▼▼▼

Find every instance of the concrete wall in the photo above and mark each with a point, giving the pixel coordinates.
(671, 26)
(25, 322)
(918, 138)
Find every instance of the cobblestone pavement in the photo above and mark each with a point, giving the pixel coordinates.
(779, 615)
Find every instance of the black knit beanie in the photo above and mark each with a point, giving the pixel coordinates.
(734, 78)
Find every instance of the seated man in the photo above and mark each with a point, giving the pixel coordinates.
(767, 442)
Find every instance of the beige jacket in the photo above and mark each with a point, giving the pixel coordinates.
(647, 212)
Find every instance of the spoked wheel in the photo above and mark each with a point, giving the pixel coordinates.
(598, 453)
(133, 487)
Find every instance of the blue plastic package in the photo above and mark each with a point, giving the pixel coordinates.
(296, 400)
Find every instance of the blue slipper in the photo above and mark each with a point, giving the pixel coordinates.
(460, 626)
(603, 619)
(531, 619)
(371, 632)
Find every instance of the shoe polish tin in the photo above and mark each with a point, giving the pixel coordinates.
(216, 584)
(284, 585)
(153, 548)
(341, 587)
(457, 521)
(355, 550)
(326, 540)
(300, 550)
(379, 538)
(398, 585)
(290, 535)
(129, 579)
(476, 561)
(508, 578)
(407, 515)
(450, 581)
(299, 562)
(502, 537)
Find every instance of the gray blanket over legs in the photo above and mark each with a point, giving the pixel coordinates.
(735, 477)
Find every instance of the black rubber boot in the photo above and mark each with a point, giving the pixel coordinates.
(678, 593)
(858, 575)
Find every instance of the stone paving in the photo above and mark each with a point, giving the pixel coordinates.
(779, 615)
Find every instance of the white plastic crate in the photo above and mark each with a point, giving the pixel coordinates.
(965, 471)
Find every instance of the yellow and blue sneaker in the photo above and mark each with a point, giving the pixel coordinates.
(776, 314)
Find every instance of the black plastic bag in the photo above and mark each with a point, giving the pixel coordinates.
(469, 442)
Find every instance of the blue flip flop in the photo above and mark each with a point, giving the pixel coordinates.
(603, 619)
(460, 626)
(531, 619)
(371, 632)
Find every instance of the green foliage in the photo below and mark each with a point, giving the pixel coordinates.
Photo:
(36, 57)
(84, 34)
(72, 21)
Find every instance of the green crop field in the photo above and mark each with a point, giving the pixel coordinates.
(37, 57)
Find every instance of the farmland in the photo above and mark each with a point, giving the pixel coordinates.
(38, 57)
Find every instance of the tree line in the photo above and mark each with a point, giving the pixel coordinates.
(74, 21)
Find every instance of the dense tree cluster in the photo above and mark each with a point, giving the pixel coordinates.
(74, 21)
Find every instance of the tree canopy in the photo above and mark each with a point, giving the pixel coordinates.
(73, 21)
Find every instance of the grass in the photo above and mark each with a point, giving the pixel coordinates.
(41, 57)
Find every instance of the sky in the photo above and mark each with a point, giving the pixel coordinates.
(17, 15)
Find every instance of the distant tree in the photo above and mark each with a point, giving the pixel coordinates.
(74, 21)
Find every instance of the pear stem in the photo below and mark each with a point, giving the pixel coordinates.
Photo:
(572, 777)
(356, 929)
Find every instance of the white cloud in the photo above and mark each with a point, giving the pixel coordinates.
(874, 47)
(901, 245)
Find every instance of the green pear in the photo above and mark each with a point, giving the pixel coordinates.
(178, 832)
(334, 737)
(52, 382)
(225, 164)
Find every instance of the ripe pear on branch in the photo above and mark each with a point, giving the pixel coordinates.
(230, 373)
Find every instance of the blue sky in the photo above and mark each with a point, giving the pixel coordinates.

▲▲▲

- _What is required_:
Set out exactly the run of lines that begins at the line holding "Find every instance of the distant" and ends at the last line of the data.

- _Result below_:
Find every instance of the distant tree in the photo above and mark each with a point, giving the pixel coordinates.
(74, 21)
Find every instance of the pear stem in the photo below and mark each with a point, giving the pixel coordinates.
Photo:
(572, 777)
(356, 929)
Find every instance of the white cloud in the photo above and mark each with a point, giving the pixel coordinates.
(874, 47)
(901, 245)
Find every instance of the green pear in the photo above and mark each with a point, giving the pixel coordinates.
(178, 832)
(334, 737)
(52, 382)
(225, 164)
Find every instance of the ripe pear on branch in the photo above and mark each with a point, giving the pixel coordinates.
(230, 373)
Find every instance of the blue sky in the photo above and mark each with a point, giving the pixel coordinates.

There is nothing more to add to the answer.